Arrange the lines as a JSON list of strings, starting with the very first line and going on through the line that contains "M 471 78 L 496". Give one string per line and omit any blank lines.

**RECORDED DATA:**
* * *

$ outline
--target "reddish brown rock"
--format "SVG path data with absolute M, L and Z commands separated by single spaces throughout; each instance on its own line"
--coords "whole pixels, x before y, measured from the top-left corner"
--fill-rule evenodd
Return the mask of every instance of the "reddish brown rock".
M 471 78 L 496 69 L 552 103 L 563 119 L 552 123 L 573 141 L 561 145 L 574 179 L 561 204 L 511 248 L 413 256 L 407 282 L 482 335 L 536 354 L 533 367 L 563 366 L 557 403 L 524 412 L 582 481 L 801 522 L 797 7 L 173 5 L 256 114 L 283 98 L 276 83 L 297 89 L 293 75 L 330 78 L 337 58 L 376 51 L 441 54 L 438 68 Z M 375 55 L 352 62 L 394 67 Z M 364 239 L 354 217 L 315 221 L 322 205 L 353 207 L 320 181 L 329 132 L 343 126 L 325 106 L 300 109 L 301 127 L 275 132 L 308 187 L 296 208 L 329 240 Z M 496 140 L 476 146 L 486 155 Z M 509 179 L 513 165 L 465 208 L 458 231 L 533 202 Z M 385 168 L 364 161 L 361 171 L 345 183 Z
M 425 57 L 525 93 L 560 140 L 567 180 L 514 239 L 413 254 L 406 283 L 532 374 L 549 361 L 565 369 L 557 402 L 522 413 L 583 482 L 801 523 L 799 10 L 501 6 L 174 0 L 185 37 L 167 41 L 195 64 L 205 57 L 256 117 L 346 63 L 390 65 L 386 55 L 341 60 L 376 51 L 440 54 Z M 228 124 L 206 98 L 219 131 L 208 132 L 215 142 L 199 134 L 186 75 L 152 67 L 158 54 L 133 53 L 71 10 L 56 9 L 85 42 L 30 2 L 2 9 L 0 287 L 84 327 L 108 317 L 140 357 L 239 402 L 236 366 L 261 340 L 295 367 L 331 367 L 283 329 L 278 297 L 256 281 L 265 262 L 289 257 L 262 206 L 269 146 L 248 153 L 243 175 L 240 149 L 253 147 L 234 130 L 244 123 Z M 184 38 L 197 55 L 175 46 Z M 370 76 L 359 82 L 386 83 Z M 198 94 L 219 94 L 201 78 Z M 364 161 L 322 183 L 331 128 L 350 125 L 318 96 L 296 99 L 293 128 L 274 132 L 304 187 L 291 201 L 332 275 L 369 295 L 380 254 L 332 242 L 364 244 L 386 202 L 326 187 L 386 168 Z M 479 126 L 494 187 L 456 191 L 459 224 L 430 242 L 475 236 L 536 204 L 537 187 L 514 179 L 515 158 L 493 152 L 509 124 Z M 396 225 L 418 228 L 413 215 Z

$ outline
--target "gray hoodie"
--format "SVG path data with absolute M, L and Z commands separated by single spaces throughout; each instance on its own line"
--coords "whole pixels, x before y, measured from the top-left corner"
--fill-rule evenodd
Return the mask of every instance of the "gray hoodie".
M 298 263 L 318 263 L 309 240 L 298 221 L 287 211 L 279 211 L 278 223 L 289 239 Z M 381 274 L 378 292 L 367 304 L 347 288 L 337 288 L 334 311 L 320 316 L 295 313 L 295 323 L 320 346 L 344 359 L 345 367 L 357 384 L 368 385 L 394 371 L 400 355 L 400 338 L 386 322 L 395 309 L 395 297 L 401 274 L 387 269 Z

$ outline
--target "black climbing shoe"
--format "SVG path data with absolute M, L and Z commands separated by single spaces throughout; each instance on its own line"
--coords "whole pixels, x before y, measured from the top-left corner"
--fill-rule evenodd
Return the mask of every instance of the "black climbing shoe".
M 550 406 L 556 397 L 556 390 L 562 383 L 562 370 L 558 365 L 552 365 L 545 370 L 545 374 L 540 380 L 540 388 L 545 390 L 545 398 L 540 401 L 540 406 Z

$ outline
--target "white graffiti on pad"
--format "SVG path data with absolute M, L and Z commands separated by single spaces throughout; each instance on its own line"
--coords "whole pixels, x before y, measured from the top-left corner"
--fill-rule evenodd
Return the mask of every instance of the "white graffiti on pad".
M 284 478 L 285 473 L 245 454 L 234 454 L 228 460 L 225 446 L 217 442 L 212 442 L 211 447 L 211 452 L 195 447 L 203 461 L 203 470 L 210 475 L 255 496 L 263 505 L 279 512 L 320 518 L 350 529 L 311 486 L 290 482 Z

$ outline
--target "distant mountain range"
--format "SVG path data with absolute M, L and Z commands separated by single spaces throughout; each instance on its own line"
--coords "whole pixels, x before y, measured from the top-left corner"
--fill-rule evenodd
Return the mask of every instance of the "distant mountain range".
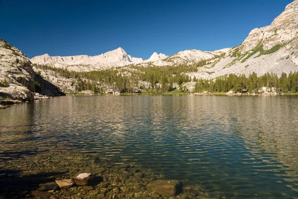
M 30 61 L 34 64 L 48 65 L 54 68 L 48 66 L 45 68 L 44 66 L 32 67 Z M 148 69 L 147 67 L 151 66 L 155 67 L 155 71 L 160 70 L 159 73 L 156 73 L 159 76 L 162 74 L 165 75 L 161 71 L 166 71 L 168 66 L 173 72 L 168 74 L 168 76 L 163 77 L 163 80 L 172 79 L 176 76 L 180 78 L 184 76 L 187 78 L 183 76 L 183 83 L 187 82 L 193 87 L 195 84 L 193 81 L 194 77 L 197 80 L 213 79 L 230 74 L 247 76 L 253 72 L 259 76 L 266 73 L 274 73 L 280 76 L 282 73 L 289 74 L 291 72 L 298 71 L 298 0 L 288 5 L 285 11 L 270 25 L 252 30 L 243 42 L 238 46 L 210 52 L 187 50 L 170 56 L 154 52 L 147 60 L 132 57 L 123 49 L 118 48 L 94 56 L 51 57 L 46 54 L 34 57 L 29 61 L 21 51 L 1 39 L 0 83 L 3 84 L 4 80 L 8 81 L 10 86 L 0 86 L 0 97 L 30 100 L 34 98 L 32 92 L 39 90 L 39 92 L 48 96 L 63 95 L 60 90 L 63 91 L 75 90 L 78 81 L 77 76 L 70 78 L 71 74 L 73 75 L 75 71 L 100 71 L 115 67 L 120 69 L 118 71 L 113 70 L 113 74 L 109 74 L 112 71 L 106 71 L 104 74 L 118 76 L 117 80 L 119 82 L 117 85 L 125 84 L 126 87 L 130 84 L 132 88 L 135 87 L 141 89 L 141 87 L 146 87 L 150 89 L 157 86 L 157 84 L 158 86 L 161 85 L 161 80 L 157 80 L 160 77 L 154 76 L 153 79 L 155 81 L 153 82 L 152 80 L 152 83 L 144 80 L 145 78 L 153 77 L 152 71 L 140 79 L 135 78 L 136 81 L 138 81 L 137 83 L 136 81 L 129 83 L 128 80 L 133 79 L 131 78 L 134 78 L 131 76 L 132 72 L 138 74 L 140 77 L 140 74 L 149 71 L 144 69 Z M 175 71 L 178 66 L 179 74 Z M 63 72 L 59 73 L 56 68 L 63 68 L 68 70 L 62 70 Z M 97 82 L 93 82 L 94 85 L 101 89 L 105 89 L 103 92 L 118 92 L 114 89 L 116 84 L 115 81 L 117 80 L 114 78 L 115 77 L 108 78 L 110 81 L 114 81 L 109 85 L 107 85 L 107 80 L 100 79 L 102 77 L 103 75 L 97 78 Z M 124 83 L 119 80 L 121 78 L 127 78 L 125 81 L 127 82 Z M 84 81 L 88 80 L 87 78 L 84 78 Z M 178 82 L 179 80 L 175 81 Z M 135 86 L 132 86 L 133 84 Z M 182 83 L 175 85 L 175 88 L 178 88 L 182 85 Z
M 144 64 L 155 66 L 166 66 L 183 64 L 187 62 L 197 62 L 204 59 L 212 59 L 230 48 L 213 52 L 204 52 L 199 50 L 189 50 L 179 52 L 170 57 L 164 54 L 154 52 L 148 60 L 132 57 L 121 47 L 106 53 L 90 56 L 76 55 L 73 56 L 50 57 L 48 54 L 30 59 L 34 64 L 48 64 L 58 68 L 66 68 L 70 71 L 90 71 L 105 70 L 111 68 L 124 66 L 130 64 Z
M 36 64 L 49 64 L 69 70 L 89 71 L 104 70 L 130 64 L 144 66 L 198 65 L 192 77 L 214 78 L 234 73 L 248 75 L 253 72 L 262 75 L 267 72 L 281 74 L 297 71 L 298 68 L 298 0 L 289 4 L 271 25 L 252 30 L 238 46 L 212 52 L 188 50 L 170 56 L 154 53 L 149 59 L 133 57 L 122 48 L 95 56 L 79 55 L 50 57 L 45 54 L 30 61 Z

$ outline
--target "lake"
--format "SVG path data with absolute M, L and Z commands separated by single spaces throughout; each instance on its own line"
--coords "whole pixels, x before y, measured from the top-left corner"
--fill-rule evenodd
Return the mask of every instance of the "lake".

* * *

**OUTPUT:**
[
  "$ outline",
  "--target \"reddish brown rock\"",
  "--format \"SVG path data with absolute M, L and Z commands separated by single spaces throughout; each instance on its own line\"",
  "--coords \"whole pixels, x before y, measured from the top-left corner\"",
  "--fill-rule evenodd",
  "Return the mask of every instance of the \"reddish brown rock\".",
  "M 471 78 L 496 69 L 552 103 L 563 119 L 552 123 L 573 141 L 561 145 L 574 179 L 561 204 L 511 248 L 413 256 L 407 282 L 482 335 L 536 354 L 533 367 L 563 366 L 557 403 L 524 412 L 582 481 L 801 522 L 797 7 L 173 5 L 256 114 L 283 98 L 276 83 L 297 89 L 293 75 L 330 78 L 337 58 L 376 51 L 441 54 L 438 68 Z M 375 55 L 352 62 L 394 67 Z M 364 239 L 354 217 L 315 221 L 322 205 L 353 207 L 320 181 L 329 132 L 343 126 L 325 106 L 300 109 L 301 127 L 275 132 L 308 187 L 296 208 L 329 240 Z M 496 140 L 476 146 L 486 155 Z M 509 179 L 513 165 L 465 208 L 458 231 L 533 202 Z M 385 168 L 364 161 L 361 171 L 345 183 Z"
]